▶ **Extract**:

Mike McDaniel Changes Four Chargers Draft Calls

By Fantasy Football Nerds. Built from FFN rankings, projections, public data surfaces, and editorial review; source notes live in Credits.

Justin Herbert
Justin Herbert • LAC • QB
Who this is for Decide how to prioritize McConkey.
Best fit
2026 PPR redraft managers.
Move
Compare.
Risk
Targets and passing-down snaps spread across Njoku.
Better path
Keep McConkey first among Chargers receivers.
Hampton's receiving base 14.0 carries and 3.8 targets Weeks 13-17 of the 2025 season

Passing-down work can keep Hampton useful without every backfield carry.

Johnston's vertical work 35.6% of team air yards His last three games of the 2025 season

The downfield assignment pays off only when Johnston also keeps regular snaps.

Herbert's late volume 30.0 attempts per start His last three starts of the 2025 season

The passing base can support a QB8 finish if McDaniel supplies quicker answers.

Which Chargers benefit most when Mike McDaniel takes over the offense? Los Angeles already used motion on 42.2 percent of its 2025 plays, and its pass rate was 63.3 percent. The new coordinator’s real job is to decide which player gets the easy completion, which back stays attached to the passing game, and which outside receiver earns a full set of routes.

Here’s the draft posture before camp resolves those questions: keep Ladd McConkey first among the Chargers pass catchers, target Omarion Hampton for touches plus receiving work, wait until Quentin Johnston proves he has a full route set, and take Justin Herbert once the elite quarterback tier is gone. McDaniel raises the possibilities. The first-team assignments will tell us who can actually cash them.

▶ **Data excerpts**:
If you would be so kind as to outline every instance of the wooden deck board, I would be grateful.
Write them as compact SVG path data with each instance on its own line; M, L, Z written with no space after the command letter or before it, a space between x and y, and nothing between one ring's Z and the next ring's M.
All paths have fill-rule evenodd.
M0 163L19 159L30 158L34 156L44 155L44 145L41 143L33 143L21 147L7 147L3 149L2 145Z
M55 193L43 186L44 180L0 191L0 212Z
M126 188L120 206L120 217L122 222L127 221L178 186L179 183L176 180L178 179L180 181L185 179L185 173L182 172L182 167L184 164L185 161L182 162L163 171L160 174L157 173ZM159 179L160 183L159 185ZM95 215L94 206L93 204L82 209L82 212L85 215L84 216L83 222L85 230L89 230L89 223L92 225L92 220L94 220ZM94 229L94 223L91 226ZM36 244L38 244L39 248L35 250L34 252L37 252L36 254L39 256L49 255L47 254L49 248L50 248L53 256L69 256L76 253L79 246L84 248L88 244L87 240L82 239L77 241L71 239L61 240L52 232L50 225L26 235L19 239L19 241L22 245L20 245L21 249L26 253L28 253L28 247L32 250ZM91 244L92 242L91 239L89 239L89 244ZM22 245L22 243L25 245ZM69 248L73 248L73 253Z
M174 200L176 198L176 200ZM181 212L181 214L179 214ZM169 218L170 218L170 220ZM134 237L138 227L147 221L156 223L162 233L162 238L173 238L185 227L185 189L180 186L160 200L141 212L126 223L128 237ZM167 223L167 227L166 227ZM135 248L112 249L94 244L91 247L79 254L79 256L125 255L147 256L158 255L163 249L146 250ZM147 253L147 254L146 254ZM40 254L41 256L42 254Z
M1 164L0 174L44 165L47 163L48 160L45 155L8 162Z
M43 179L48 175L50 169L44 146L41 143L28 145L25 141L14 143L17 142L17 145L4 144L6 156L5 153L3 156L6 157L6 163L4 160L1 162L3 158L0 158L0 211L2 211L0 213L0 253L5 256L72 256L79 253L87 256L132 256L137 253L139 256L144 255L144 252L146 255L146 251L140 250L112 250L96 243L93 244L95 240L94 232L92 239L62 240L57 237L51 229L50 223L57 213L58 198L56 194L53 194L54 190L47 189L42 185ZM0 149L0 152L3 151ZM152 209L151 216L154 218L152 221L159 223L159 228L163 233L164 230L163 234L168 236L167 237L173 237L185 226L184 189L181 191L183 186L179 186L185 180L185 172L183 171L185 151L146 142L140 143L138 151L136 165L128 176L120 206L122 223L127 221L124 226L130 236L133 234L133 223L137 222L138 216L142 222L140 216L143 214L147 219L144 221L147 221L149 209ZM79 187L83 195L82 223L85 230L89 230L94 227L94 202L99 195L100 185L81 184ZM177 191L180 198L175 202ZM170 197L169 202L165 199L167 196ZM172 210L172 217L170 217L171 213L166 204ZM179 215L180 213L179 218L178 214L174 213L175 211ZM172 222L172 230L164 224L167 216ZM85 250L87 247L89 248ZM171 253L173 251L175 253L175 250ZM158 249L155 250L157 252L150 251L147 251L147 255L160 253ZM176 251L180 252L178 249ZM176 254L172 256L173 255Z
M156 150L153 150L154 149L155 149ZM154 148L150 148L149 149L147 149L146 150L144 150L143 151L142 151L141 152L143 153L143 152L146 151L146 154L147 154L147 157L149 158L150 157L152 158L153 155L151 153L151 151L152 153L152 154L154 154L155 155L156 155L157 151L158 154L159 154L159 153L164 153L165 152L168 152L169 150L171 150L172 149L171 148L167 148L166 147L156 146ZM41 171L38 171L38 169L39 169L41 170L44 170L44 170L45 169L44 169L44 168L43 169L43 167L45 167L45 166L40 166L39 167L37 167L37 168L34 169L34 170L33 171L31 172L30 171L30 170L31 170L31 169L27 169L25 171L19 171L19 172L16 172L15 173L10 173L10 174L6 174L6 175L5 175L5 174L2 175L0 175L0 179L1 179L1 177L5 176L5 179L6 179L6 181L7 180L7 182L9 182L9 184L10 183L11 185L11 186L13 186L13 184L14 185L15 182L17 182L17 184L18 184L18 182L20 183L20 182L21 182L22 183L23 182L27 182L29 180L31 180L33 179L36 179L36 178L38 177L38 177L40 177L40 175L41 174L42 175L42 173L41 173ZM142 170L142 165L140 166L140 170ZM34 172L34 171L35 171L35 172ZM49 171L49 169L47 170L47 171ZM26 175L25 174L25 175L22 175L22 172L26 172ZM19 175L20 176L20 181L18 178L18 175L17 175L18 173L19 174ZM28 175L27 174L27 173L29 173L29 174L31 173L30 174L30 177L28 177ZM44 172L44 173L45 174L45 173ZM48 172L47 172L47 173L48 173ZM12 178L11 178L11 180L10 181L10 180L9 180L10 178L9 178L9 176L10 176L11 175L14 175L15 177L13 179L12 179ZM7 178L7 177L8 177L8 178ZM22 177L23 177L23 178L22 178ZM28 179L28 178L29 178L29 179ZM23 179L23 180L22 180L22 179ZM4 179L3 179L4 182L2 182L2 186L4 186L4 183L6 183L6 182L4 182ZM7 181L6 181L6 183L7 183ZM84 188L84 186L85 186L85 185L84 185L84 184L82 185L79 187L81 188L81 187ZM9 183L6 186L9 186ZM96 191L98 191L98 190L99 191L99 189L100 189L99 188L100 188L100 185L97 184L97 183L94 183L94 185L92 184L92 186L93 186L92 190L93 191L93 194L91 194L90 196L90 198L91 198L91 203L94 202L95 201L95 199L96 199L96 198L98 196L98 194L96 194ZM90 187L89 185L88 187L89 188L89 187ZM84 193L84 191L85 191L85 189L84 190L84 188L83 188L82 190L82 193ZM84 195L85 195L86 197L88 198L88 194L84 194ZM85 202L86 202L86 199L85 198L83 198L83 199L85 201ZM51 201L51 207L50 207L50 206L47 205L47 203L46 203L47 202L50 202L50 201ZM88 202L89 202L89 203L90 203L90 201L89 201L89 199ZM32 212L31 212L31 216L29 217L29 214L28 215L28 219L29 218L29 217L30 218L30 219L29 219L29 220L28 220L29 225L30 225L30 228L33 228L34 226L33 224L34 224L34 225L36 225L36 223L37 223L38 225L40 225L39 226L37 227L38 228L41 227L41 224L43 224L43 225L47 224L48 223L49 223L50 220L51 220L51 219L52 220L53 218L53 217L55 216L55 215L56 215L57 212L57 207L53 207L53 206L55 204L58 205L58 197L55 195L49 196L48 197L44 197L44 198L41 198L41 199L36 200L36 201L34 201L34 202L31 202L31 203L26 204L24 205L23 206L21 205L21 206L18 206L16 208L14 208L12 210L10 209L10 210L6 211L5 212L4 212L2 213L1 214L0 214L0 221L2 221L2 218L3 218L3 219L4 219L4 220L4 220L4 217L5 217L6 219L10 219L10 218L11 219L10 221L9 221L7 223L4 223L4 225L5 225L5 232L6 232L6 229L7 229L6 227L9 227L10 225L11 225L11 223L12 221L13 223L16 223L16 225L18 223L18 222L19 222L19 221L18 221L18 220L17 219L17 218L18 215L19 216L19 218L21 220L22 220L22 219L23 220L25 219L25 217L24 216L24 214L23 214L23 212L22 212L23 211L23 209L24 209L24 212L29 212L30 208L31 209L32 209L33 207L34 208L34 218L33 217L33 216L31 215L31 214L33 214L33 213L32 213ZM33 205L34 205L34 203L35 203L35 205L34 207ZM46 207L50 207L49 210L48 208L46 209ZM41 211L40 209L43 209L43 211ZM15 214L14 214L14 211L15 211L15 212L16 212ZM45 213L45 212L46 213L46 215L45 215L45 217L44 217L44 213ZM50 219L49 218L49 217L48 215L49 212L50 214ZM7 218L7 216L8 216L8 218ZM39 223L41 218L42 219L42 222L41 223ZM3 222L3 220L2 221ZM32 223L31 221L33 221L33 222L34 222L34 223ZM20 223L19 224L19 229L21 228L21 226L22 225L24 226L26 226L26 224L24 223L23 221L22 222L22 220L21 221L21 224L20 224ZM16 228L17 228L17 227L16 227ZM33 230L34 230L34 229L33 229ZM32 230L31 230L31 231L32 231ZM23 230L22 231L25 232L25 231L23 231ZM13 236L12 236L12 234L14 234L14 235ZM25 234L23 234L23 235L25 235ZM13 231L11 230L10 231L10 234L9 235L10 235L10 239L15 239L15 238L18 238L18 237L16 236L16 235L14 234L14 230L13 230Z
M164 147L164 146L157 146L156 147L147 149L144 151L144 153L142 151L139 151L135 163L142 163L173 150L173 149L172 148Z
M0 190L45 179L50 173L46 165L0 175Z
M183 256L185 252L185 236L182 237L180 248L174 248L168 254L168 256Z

▶ **Task objective**: Reproduce the entire article on Mike McDaniel and the Chargers draft calls word for word.

▶ **Response to the exercise**:
Mike McDaniel Changes Four Chargers Draft Calls

By Fantasy Football Nerds. Built from FFN rankings, projections, public data surfaces, and editorial review; source notes live in Credits.

Justin Herbert
Justin Herbert • LAC • QB
Who this is for Decide how to prioritize McConkey.
Best fit
2026 PPR redraft managers.
Move
Compare.
Risk
Targets and passing-down snaps spread across Njoku.
Better path
Keep McConkey first among Chargers receivers.
Hampton's receiving base 14.0 carries and 3.8 targets Weeks 13-17 of the 2025 season

Passing-down work can keep Hampton useful without every backfield carry.

Johnston's vertical work 35.6% of team air yards His last three games of the 2025 season

The downfield assignment pays off only when Johnston also keeps regular snaps.

Herbert's late volume 30.0 attempts per start His last three starts of the 2025 season

The passing base can support a QB8 finish if McDaniel supplies quicker answers.

Which Chargers benefit most when Mike McDaniel takes over the offense? Los Angeles already used motion on 42.2 percent of its 2025 plays, and its pass rate was 63.3 percent. The new coordinator’s real job is to decide which player gets the easy completion, which back stays attached to the passing game, and which outside receiver earns a full set of routes.

Here’s the draft posture before camp resolves those questions: keep Ladd McConkey first among the Chargers pass catchers, target Omarion Hampton for touches plus receiving work, wait until Quentin Johnston proves he has a full route set, and take Justin Herbert once the elite quarterback tier is gone. McDaniel raises the possibilities. The first-team assignments will tell us who can actually cash them.